● Extrait du texte
.....

La moustache, c’est du sérieux. On n’en rigole pas. Guy de Maupassant fait dire à l’héroïne de La Moustache : « Vraiment un homme sans moustache n’est plus un homme (). La moustache est indispensable à une physionomie virile. Non, jamais tu ne pourrais imaginer comme cette petite brosse de poils sur la lèvre est utile à l’œil et aux relations entre époux. » Enfin, la moustache… plutôt les moustaches, avec ses classifications savantes, ses déclinaisons, ses sous-groupes : à la gauloise, populaire et ramasse-soupe, l’aristo pointue ou la guidon de vélo qu’on modèle avec de la cire. Une enquête s’est même penchée sur la prédisposition à la moustache chez les dictateurs. Rien de concluant cependant : si 42 % des potentats portent du poil sous le nez, la raison en est souvent que cela se fait dans leur pays.

Le 17 avril 1907, les troupes françaises ont envahi Oujda, au Maroc, Rudyard Kipling a obtenu le prix Nobel de littérature, et les Parisiens profitent des premiers beaux jours. Ils se ruent sur les terrasses des brasseries des grands boulevards. C’est là, à 18 h 30, que débute par surprise la grève de la moustache. Pile à la demie, les garçons de café arrêtent de saisir les commandes, encaissent les consommations. Ils filent au comptoir prendre leur solde, rendent les tabliers et quittent les brasseries. Ils se retrouvent par petits groupes sur les trottoirs sous les regards incrédules et amusés des consommateurs étonnés de ce mouvement social loin des usines.

Les patrons replient la terrasse pour fermer boutique au Café de la Paix, baissent le rideau de fer au Café Riche et coupent la lumière à L’International pour faire partir la clientèle qu’on ne peut plus servir. Chaises sur les tables. Plus un verre n’est rempli au Buffet de la gare de Lyon, plus un bouchon n’est tiré au Café Cardinal, plus une table n’est débarrassée à L’Américain. La fête est finie.

Ainsi commence la grève des ouvriers limonadiers restaurateurs.

Le lendemain, la presse s’esclaffe en évoquant leur revendication : les garçons exigent de pouvoir porter la moustache ! C’est amusant. Jusqu’ici, l’agitation sociale, c’était les mineurs, les chemins de fer, les électriciens. Voilà que les boulangers revendiquent. Les garçons bouchers. Des fonctionnaires, les instituteurs, prétendent au droit syndical. On vient même d’assister à la création d’un syndicat de biffins !

Alors on s’inquiète aussi. Car il ne s’agit pas ici d’une flambée soudaine, mais d’un mouvement minutieusement préparé. Il faut revenir un an plus tôt pour comprendre le contexte, avec l’explosion de la mine de Courrières. L’énorme déflagration souffle plusieurs fosses. Plus de mille morts. Les secours sont dépassés et, trois jours après la catastrophe, la direction de la Compagnie des mines de Courrières décide, pour arrêter l’incendie et préserver ses intérêts, de murer les galeries de trois fosses (condamnant ainsi à une mort certaine les mineurs encore bloqués dans les décombres). La colère est immense et le mouvement social qui en résulte est historique par son ampleur et sa radicalité. Le gouvernement envoie la police. L’armée réprime. La justice condamne. Rien n’y fait. La direction cède sur les normes de sécurité et sur les indemnisations des familles des victimes.

.....

● Données fournies
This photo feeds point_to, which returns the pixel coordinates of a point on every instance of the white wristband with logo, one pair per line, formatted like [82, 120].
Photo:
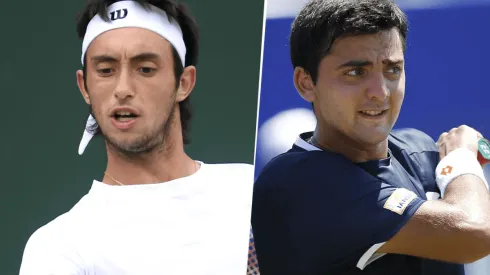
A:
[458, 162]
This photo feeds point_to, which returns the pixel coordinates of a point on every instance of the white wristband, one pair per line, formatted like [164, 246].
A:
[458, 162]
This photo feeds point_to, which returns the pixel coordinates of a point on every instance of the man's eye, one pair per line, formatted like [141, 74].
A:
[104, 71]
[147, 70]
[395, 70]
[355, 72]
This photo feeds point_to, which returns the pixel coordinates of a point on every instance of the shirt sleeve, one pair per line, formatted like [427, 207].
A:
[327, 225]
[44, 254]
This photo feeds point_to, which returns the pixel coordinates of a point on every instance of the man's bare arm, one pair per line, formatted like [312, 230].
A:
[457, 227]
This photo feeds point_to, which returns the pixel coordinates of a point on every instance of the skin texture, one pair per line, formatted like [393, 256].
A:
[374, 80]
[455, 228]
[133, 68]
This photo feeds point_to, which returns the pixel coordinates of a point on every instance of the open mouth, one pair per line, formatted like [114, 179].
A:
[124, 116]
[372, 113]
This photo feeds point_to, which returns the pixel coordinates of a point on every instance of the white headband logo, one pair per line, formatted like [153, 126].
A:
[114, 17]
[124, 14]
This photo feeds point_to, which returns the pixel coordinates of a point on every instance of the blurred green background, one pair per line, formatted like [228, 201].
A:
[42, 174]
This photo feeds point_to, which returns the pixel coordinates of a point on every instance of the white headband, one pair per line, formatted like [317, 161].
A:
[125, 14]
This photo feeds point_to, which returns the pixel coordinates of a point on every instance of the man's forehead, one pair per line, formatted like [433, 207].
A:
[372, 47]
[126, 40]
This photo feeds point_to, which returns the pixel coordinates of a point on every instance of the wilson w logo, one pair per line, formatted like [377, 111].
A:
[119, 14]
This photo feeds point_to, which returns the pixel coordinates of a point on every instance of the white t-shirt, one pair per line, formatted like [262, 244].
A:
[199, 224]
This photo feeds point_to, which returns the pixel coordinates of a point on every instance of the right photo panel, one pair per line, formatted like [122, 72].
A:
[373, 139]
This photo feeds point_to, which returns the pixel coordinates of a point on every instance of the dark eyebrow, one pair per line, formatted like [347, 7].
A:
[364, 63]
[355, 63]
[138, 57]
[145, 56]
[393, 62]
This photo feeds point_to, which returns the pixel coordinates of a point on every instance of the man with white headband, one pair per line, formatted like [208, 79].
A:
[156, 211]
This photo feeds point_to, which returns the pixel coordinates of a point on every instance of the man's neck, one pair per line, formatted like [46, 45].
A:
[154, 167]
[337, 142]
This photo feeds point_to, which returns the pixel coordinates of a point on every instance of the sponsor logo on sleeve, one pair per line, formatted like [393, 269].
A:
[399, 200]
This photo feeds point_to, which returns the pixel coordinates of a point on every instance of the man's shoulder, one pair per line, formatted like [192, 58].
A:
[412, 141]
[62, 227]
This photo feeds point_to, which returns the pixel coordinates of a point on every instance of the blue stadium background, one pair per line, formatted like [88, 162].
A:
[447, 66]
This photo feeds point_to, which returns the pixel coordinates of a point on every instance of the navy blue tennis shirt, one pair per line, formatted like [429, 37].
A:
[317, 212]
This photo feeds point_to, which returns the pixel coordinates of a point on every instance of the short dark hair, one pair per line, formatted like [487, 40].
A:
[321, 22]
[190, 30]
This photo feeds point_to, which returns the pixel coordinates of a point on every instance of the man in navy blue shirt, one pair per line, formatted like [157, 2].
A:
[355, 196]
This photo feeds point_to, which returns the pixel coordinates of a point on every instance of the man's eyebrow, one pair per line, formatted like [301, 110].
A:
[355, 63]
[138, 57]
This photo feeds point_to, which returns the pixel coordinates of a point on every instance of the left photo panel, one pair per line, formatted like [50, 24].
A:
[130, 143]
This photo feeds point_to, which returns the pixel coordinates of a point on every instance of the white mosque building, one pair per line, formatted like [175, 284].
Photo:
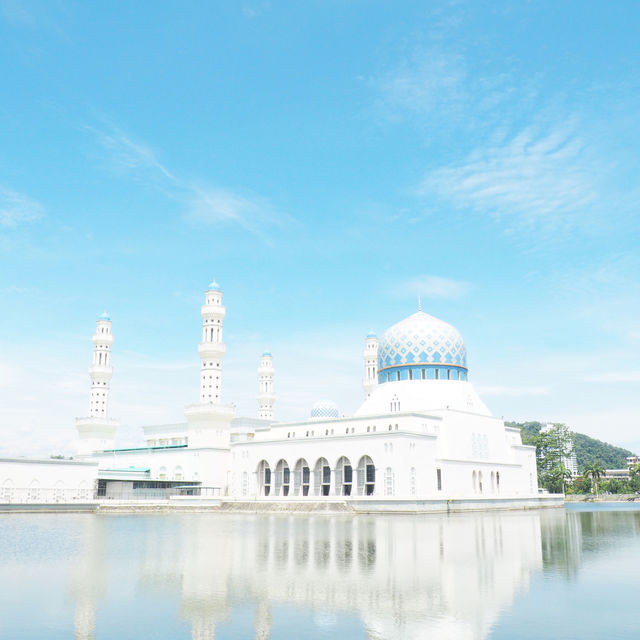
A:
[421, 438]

.....

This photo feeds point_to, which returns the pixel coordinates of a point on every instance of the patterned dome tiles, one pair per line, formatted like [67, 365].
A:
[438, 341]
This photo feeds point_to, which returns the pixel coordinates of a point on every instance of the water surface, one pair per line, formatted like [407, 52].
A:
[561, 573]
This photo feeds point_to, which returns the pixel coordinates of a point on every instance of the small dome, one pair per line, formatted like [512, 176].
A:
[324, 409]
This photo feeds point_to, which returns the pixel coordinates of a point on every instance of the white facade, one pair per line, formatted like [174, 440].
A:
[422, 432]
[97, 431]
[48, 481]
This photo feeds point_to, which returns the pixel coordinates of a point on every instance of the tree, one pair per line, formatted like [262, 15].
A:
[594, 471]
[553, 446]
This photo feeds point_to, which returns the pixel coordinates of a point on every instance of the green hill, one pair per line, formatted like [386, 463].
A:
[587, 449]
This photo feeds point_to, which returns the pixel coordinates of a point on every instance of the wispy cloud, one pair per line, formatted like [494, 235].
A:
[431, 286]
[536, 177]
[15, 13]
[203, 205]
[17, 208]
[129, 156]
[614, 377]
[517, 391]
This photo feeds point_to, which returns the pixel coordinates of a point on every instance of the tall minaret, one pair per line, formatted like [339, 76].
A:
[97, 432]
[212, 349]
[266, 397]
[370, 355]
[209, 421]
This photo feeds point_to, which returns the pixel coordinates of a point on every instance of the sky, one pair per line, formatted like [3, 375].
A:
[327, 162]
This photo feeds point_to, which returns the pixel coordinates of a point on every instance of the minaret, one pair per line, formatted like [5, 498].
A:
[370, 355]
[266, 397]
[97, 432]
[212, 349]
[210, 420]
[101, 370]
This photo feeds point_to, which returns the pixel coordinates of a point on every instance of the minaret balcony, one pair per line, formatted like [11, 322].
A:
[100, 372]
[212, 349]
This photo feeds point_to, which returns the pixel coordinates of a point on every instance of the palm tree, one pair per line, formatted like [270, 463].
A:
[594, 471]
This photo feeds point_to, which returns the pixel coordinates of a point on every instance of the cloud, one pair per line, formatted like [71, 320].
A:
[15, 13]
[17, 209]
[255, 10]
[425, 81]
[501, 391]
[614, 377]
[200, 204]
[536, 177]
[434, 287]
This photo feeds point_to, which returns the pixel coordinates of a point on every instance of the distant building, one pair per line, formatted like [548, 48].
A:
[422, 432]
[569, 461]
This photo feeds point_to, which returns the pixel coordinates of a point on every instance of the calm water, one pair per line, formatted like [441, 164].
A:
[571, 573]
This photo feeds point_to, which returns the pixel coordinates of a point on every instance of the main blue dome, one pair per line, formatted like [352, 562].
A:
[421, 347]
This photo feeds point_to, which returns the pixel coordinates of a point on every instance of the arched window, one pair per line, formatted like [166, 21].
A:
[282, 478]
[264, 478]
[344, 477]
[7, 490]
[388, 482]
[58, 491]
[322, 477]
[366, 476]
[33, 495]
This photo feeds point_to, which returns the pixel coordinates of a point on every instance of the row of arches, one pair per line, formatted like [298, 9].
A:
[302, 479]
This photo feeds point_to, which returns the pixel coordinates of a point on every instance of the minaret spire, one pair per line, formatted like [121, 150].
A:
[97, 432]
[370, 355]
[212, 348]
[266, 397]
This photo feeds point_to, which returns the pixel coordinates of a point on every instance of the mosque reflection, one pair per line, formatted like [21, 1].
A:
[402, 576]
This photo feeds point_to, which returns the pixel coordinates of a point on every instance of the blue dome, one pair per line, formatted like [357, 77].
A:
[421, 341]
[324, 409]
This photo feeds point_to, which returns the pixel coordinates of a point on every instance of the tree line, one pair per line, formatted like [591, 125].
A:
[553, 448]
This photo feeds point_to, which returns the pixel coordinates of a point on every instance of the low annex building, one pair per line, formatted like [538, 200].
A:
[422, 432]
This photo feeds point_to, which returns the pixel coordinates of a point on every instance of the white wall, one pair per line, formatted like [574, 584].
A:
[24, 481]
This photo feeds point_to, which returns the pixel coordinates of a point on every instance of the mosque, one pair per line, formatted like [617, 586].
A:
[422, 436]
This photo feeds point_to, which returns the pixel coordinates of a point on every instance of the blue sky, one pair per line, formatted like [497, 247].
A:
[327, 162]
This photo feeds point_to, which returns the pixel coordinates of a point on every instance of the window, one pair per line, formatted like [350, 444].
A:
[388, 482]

.....

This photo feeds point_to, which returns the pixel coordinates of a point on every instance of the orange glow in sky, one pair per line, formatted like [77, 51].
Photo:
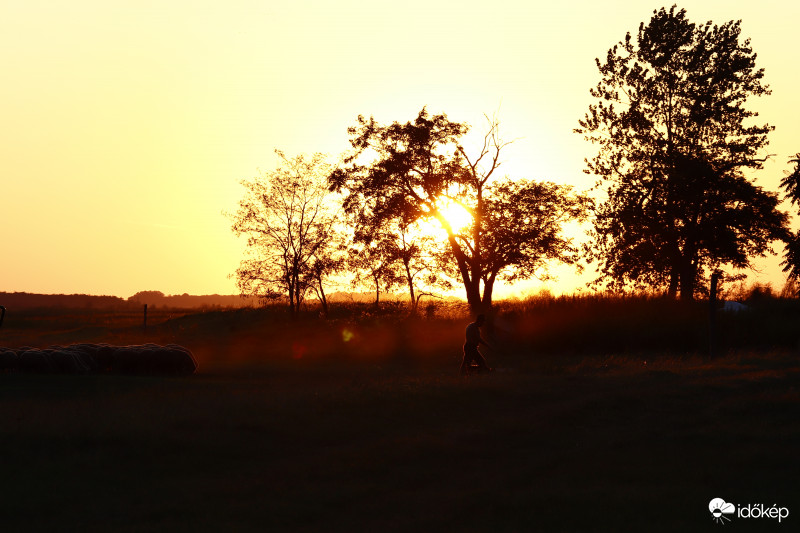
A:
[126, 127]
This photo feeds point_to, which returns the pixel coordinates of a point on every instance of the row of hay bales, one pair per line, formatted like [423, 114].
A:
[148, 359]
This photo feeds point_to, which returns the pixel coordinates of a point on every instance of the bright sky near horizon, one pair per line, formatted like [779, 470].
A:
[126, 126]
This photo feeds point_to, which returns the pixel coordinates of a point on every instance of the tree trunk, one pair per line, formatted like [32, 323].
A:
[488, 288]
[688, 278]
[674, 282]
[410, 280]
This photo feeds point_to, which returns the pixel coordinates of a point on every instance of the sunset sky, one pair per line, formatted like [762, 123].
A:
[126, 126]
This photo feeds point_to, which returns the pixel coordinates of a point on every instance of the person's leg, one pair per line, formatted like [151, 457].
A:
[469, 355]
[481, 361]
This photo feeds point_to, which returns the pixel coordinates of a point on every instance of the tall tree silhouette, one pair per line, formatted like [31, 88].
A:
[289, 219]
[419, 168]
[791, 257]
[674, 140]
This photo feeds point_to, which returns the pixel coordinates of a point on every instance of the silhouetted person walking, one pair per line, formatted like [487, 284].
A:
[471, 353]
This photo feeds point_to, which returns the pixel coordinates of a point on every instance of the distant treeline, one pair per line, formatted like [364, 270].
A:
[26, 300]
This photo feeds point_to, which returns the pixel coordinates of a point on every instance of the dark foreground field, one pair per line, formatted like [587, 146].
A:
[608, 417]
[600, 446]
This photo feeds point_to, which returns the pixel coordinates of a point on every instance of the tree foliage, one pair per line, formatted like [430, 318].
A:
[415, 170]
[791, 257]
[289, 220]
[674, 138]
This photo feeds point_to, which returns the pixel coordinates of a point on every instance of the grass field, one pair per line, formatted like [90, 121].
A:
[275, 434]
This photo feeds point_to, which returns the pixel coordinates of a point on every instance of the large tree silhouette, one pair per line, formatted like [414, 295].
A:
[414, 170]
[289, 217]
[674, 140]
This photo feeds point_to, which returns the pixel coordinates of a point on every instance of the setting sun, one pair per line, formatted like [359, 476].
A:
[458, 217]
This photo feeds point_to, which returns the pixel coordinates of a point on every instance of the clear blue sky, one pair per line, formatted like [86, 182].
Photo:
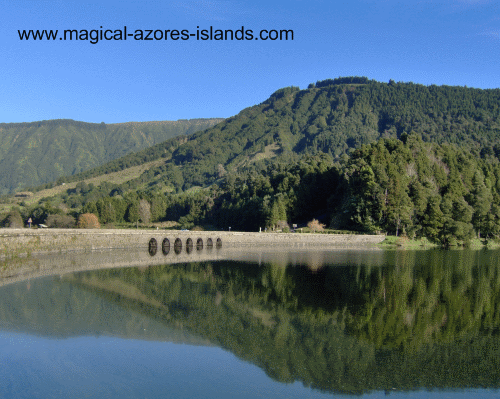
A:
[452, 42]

.....

● Consignes
a) Quelles lignes des enregistrements contiennent le mot « field » ? Listez-les toutes.
b) Comment poursuivre le texte sur la grève de la moustache ? Écrivez la suite à partir de sa dernière phrase.

● Réponses
a)
This photo feeds point_to, which returns the pixel coordinates of a point on every instance of the dark foreground field, one pair per line, formatted like [587, 146].
This photo feeds point_to, which returns the pixel coordinates of a point on every instance of the grass field, one pair per line, formatted like [90, 121].

b)
Pour éteindre l’incendie social, le gouvernement centriste du Parti radical consent à une demande forte et symbolique du mouvement ouvrier : le repos hebdomadaire, l’une de ses deux revendications historiques avec la journée de huit heures. Cette exigence porte une idée d’émancipation : le destin ouvrier ne se résume pas à travailler puis à dormir pour retravailler.

L’annonce du repos hebdomadaire par le gouvernement de Ferdinand Sarrien soulève un espoir aussitôt déçu : à l’Assemblée, le Parti radical a méthodiquement détricoté le projet. Il n’est plus question que de jours de repos accumulés à prendre tous les trimestres sous réserve de multiples conditions et dans certaines branches uniquement. Et, même si la montagne a accouché d’une souris, le patronat en profite pour remettre en cause de nombreux accords signés auparavant.

Pour les limonadiers, il n’y a pas de repos hebdomadaire en vue, et les accords collectifs acquis de haute lutte ne sont plus reconnus par les patrons. La question se règle au cas par cas, café par café et, la plupart du temps, se traduit par le retour aux conditions de travail antérieures. C’est-à-dire à une forme de servage : l’ouvrier limonadier restaurateur, comme on dit à la Confédération générale du travail (CGT), vient à l’embauche le matin avec tablier et gilet. Si le patron veut bien de lui, il débute une journée qui peut durer vingt heures. Le soir, il ne touchera aucun salaire fixe, seulement ses pourboires. Ou du moins une petite fraction. Car, pendant son service, le serveur reverse les pourboires dans un tronc sur le bar. En fin de journée, le patron vide le tronc. Il prélève d’abord sa part (de 5 % à 25 % du total), puis les frais généraux (les outils qu’un bon limonadier doit pouvoir présenter aux clients : allumettes, papier à lettre, cure-dents, journal du jour). Sont aussi retenues la casse (le coût des verres ou des tasses) et les consommations impayées. Dans les grandes brasseries, les patrons imposent aux limonadiers un commis ou omnibus, dont le serveur doit payer émoluments et repas.

Ce qui reste se répartit avec une savante hiérarchie entre les serveurs. Les mauvais jours, les limonadiers ont travaillé pour rien. Sans garantie d’embauche, sans congés ni protection sociale. Épuisé avant l’heure, on ne dure pas dans cette profession. Uber n’a rien inventé.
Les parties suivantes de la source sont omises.